# London Orbital 300k 11th August



## Dogtrousers (28 Mar 2018)

I just saw this, which looks interesting. 300k circuit outside the M25, crossing the Gravesend-Tilbury ferry. Sat 11th August.

http://www.aukweb.net/events/detail/18-238/

I have to admit that the chances of me getting organised enough to be at Chalfont St Wotnot for a 6am start and figuring out how to get home afterwards are pretty small, but they are not altogether zero.

I think I might pinch some of the route though. Maybe for my next imperial century I could do a semicircle.


----------



## ianrauk (28 Mar 2018)

I was looking at it too and have the same problem.
If it was to start THIS side of the M25 it would be good for a crack.


----------



## derrick (28 Mar 2018)

Our club organises 300km challenges every year, we did the Round London a couple of years ago, was not the best of rides, This year we are doing London to Clacton and back, London to York, and London to Brighton, all will be extended to make sure they are 300km. the first one is in May, so training has already started.


----------



## cosmicbike (28 Mar 2018)

Not the easiest to get a nice route. IIRC a couple of chaps from work did it the last 2 years, starting and finishing at the airport. If they do it again this year I'd be tempted to have a go as the start point is only 9 miles from me...


----------



## cosmicbike (28 Mar 2018)

Dogtrousers said:


> Most of the Southern part of the route looks nice, from what I can tell from the little map



I need younger eyes to see that. I'd like to see the detail, like you I'd pinch a few bits for the longer rides


----------



## jiberjaber (3 Apr 2018)

I did something similar a couple of years ago but split it in to 2x200 clockwise with an overnight in Guildford. Worse bits were coming up to Reigate Hill from the gold course during rush hour and some of the stuff on the NW section through to South Mimms. I used the Lee Valley for a good section to get me home in time to pick up a curry on the way 
https://www.strava.com/activities/674045914
https://www.strava.com/activities/676145412


----------



## manotea (5 Jul 2018)

Hi Chaps, London Orbital Org here.

····················

» **TASK 1**: Count the lines of the listing that contain the string "doorway", treating case as significant, and give only the number.
The forum thread and the listing are unrelated to each other.

····················

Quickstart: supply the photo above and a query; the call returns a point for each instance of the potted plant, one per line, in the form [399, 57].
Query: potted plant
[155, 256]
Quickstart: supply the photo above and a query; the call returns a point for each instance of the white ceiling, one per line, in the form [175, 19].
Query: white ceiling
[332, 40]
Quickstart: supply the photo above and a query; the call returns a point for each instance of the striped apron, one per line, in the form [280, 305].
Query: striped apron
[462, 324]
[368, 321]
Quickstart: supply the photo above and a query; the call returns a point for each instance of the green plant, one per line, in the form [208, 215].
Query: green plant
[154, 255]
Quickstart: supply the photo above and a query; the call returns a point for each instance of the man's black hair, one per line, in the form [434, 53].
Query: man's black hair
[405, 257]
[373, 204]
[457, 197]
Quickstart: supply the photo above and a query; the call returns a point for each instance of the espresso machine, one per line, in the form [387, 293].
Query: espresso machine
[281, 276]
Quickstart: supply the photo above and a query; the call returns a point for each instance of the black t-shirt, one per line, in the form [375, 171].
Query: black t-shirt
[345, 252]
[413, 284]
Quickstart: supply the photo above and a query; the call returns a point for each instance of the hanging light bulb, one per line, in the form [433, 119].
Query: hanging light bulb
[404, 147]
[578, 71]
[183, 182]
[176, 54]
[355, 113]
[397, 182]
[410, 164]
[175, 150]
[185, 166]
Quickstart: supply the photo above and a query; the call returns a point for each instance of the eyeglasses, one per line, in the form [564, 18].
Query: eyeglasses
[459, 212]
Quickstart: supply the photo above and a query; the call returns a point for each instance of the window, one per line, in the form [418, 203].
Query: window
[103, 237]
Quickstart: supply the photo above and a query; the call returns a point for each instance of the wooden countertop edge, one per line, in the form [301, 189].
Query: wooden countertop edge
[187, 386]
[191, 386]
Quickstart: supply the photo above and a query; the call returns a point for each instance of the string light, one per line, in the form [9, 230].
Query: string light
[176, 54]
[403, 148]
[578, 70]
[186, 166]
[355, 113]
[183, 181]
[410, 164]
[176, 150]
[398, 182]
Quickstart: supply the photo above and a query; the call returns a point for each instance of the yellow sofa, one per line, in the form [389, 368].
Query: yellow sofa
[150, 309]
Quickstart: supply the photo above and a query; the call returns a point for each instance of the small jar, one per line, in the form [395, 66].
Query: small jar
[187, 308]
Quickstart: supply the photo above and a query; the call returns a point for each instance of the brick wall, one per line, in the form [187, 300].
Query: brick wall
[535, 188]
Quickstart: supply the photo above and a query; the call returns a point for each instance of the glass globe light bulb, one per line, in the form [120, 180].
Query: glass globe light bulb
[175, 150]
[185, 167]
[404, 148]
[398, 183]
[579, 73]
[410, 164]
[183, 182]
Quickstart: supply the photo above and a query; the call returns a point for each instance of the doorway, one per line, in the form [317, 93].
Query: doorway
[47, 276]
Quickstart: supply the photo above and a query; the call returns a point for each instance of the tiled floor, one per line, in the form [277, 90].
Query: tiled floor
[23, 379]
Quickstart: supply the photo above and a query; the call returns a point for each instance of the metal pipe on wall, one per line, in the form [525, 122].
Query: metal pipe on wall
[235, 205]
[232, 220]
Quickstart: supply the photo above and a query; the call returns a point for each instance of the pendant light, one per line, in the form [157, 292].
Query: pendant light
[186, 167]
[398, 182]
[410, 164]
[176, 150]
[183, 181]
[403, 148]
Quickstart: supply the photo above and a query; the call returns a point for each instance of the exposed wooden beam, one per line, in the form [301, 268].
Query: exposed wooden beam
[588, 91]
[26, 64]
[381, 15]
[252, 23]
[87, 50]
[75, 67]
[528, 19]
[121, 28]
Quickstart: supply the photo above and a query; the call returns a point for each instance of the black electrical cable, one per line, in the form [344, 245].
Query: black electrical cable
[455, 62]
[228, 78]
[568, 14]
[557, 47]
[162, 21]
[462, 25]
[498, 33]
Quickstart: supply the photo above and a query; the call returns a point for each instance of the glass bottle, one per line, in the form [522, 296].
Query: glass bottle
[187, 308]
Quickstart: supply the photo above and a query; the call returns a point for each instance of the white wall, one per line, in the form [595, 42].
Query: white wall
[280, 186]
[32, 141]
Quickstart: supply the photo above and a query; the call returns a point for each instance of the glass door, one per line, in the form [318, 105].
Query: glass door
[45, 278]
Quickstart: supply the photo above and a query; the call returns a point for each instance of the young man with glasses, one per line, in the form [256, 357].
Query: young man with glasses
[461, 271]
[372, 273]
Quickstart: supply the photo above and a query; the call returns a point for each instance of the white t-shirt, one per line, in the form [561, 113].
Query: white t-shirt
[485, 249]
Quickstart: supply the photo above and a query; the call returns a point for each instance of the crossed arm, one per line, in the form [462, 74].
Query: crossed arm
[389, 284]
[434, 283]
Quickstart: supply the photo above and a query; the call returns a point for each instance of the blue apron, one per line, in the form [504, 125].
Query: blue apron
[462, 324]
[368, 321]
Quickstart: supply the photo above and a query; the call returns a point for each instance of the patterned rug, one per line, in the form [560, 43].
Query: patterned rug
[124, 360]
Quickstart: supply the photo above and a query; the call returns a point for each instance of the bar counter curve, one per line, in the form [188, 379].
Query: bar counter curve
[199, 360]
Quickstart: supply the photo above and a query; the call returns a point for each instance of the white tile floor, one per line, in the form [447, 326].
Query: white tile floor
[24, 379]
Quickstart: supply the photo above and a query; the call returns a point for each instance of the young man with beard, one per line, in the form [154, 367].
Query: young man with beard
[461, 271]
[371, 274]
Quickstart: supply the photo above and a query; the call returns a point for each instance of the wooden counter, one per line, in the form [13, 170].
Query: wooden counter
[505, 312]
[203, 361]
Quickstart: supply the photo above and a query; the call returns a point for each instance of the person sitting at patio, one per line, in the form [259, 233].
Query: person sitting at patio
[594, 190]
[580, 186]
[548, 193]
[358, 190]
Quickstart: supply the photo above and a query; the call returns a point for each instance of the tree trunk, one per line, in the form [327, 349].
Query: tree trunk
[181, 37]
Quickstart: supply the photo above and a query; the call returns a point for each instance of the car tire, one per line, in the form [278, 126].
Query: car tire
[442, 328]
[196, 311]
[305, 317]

····················

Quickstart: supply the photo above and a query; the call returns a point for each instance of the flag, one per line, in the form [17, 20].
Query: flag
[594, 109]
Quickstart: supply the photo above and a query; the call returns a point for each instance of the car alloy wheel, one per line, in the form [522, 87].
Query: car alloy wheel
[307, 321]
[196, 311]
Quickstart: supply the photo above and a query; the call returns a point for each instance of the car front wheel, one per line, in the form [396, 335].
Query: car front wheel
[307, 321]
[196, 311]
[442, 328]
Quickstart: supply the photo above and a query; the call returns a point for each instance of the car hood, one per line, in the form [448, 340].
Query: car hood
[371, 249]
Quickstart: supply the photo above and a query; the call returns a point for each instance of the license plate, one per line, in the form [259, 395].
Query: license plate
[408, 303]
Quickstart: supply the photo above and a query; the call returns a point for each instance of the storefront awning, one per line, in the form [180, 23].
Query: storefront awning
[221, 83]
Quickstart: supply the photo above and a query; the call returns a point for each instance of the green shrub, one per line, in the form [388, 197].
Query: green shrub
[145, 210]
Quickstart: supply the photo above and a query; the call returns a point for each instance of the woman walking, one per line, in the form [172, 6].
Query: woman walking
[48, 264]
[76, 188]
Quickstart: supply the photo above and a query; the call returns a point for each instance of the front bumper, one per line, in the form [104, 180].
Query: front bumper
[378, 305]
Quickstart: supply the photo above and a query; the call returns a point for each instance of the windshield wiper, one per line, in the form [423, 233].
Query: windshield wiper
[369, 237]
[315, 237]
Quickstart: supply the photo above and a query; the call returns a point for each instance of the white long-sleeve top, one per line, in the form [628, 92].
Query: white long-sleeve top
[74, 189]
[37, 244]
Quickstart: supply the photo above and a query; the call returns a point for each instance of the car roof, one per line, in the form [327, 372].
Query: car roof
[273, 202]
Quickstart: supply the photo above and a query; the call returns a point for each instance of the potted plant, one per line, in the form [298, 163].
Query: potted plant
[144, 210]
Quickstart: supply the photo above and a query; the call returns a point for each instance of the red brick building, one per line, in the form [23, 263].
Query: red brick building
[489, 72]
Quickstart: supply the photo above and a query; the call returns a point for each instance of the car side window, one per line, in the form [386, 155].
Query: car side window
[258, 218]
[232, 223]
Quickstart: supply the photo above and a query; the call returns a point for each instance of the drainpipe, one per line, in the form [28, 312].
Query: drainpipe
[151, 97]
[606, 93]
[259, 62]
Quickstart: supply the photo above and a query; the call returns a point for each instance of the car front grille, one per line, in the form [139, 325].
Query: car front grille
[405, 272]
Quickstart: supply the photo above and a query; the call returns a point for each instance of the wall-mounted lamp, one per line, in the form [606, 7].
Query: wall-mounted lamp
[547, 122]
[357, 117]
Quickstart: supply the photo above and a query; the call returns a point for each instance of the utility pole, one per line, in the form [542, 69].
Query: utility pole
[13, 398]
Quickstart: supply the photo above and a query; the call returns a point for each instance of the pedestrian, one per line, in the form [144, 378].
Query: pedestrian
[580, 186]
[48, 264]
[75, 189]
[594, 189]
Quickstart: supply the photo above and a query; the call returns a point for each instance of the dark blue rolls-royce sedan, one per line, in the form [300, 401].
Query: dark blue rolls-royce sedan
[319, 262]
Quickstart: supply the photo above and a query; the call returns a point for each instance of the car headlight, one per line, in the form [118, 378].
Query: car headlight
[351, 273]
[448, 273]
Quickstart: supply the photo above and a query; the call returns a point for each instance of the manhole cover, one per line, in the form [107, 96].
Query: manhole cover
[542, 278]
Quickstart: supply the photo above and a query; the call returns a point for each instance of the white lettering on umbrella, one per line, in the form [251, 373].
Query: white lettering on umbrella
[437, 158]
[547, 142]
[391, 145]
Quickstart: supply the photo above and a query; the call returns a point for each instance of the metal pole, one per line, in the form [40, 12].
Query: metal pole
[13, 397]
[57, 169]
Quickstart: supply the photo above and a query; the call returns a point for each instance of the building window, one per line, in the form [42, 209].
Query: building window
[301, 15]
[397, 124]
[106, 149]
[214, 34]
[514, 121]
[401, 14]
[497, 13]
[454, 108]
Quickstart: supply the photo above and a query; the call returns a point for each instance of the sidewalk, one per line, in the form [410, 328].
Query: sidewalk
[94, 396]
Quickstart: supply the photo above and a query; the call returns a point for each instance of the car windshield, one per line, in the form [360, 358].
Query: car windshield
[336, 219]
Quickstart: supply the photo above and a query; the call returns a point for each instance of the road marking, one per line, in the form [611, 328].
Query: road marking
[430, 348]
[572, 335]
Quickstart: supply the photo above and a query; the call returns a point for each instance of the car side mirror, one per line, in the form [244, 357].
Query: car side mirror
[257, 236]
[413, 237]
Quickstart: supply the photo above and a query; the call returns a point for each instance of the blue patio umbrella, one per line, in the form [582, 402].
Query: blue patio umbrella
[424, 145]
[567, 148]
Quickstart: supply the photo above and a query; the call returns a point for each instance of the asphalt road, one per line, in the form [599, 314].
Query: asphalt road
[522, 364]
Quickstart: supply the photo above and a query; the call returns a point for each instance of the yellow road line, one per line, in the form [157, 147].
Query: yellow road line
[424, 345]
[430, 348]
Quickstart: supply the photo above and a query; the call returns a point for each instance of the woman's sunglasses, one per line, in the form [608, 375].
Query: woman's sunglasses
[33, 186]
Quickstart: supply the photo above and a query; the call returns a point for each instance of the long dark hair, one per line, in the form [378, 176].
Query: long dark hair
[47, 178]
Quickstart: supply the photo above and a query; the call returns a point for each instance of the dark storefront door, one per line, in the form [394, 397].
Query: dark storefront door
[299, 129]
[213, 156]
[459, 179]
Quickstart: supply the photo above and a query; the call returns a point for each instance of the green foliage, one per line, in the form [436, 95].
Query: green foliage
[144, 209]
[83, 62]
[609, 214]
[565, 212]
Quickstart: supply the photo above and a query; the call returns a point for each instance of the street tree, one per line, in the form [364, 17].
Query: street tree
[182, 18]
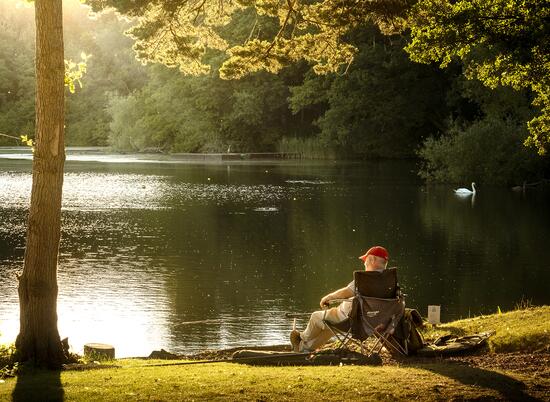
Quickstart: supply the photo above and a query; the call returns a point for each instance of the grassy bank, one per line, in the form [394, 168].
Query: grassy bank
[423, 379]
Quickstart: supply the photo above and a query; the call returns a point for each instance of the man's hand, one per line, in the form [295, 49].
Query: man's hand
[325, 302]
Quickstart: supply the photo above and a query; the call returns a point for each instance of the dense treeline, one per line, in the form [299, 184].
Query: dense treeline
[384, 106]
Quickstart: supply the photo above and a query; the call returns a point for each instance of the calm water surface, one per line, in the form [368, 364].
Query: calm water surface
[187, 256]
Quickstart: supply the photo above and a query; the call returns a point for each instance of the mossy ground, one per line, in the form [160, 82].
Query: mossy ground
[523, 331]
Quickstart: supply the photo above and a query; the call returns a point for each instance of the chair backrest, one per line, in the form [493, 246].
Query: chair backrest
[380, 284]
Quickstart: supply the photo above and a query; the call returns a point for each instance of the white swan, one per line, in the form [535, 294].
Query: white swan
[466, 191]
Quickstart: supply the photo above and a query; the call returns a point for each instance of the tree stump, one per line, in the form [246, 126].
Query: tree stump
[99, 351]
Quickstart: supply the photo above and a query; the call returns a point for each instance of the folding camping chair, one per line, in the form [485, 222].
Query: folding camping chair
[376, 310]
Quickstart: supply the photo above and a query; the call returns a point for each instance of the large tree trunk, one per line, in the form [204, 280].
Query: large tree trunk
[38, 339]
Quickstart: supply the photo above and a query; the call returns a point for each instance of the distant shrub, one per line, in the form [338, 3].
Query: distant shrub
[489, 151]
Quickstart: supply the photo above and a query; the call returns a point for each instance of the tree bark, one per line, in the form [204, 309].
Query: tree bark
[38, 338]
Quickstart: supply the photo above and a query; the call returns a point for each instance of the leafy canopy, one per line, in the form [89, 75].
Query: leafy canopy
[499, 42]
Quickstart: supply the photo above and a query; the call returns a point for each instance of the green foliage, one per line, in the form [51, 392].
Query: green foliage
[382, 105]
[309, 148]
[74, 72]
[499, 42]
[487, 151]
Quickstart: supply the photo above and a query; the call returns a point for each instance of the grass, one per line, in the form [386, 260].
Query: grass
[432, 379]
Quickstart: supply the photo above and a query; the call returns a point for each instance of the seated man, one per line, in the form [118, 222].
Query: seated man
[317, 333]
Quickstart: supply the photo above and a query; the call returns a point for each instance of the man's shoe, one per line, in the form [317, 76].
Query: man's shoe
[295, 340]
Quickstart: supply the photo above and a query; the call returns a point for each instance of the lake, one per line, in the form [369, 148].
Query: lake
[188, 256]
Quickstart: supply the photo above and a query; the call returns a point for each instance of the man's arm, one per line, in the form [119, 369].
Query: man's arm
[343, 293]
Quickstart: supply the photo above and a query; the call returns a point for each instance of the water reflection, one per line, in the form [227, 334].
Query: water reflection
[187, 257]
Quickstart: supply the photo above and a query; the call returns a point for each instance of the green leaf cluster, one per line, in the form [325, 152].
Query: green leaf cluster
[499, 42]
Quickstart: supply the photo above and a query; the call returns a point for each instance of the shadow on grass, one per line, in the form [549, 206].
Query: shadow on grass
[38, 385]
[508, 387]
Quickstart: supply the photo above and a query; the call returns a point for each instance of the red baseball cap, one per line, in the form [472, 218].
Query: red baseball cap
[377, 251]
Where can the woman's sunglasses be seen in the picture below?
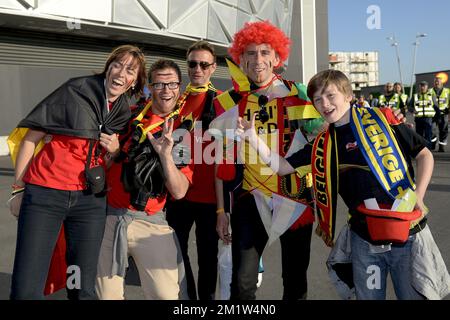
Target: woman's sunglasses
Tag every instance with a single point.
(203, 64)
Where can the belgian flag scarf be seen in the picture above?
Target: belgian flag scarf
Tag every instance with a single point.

····················

» **TASK 2**: Write out the passage of the forum thread that begins at the words "http://www.aukweb.net/events/detail/18-238/" and stops after "do a semicircle.".

» **TASK RESULT 1**: 2

» **TASK RESULT 2**:
http://www.aukweb.net/events/detail/18-238/

I have to admit that the chances of me getting organised enough to be at Chalfont St Wotnot for a 6am start and figuring out how to get home afterwards are pretty small, but they are not altogether zero.

I think I might pinch some of the route though. Maybe for my next imperial century I could do a semicircle.